── SOURCE TEXT ──
VITAL-LEGAL-DOCUMENTS[1]Finding key documents can be trying and laborious under the best circumstances, even with plenty of notice, such as tax time every year. Finding important documents under stress, or worse, having to have someone else sort through the entirety of the paperwork you have hoarded after an emergency, death or other crisis, is often impossible. This is the list of the most essential legal and financial paperwork that you should be able to lay your hands on or instruct others to easily find.

You should have the following bare-bones documents available and accessible:

  1. Passports.  Make sure they are current and useable. If your child is off on a summer abroad and gets hurt, it will certainly be the wrong time to discover that your passport is expired (true story) and that you have to wait for the government office to reopen for your passport to be processed.
  2. Copies of other identification.  Have available a driver’s license, social security card, certified copy of your birth certificate or other legal forms of identification.  These documents are often required to obtain other documents.
───
### [WORK REQUEST A]
In the text on vital documents, what does the second item say copies of identification are often required for?
### [WORK REQUEST B]
Resume the text on vital documents from its last sentence, in the same style.
The data that comes next has no connection to the text on vital documents.
── DATASET CONTENT ──
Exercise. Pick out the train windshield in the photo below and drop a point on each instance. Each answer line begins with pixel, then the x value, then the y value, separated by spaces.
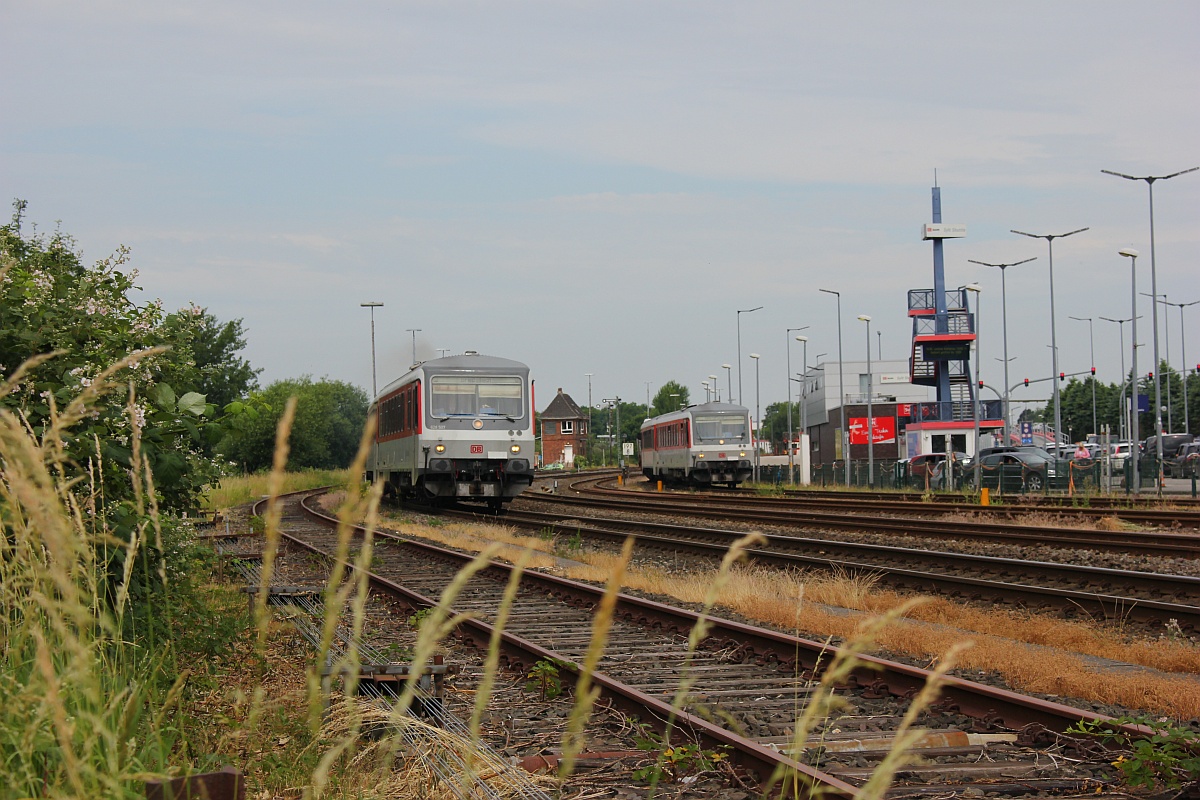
pixel 717 429
pixel 475 396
───
### [EXERCISE RESULT A]
They are often required to obtain other documents.

### [EXERCISE RESULT B]
  3. Insurance policies.  Life, Property, Liability, and Health are the four most basic key areas of insurance.  Having a copy of these actual policies is key in successfully demanding service, coverage and in enforcing the actual contract if required. Similarly, health insurance cards are often kept in places that can be lost or stolen, such as wallets and purses.
  4. Essential corporate and business documents, including bank statements.  If you have corporate documents that control chain of command, ownership, title, account balances and succession, you should know where they are and can easily access them.
  5. Mortgages and deeds.  These are perhaps the most overlooked, lost and disrespected documents we come across.  Originals or copies of deeds and mortgage documents should be accessible.
  6. Medical records and prescriptions.  This is the most subjective, but if you or a family member have a complex medical history or require prescription drugs to function at a basic level, having copies of the prescriptions at issue is essential, especially during emergencies.
  7. Estate plan. You should have an estate plan, whether it is a basic will or a more sophisticated trust of various types, and it should be current and up to date.   It does no good if those you have left in charge cannot locate your estate plan.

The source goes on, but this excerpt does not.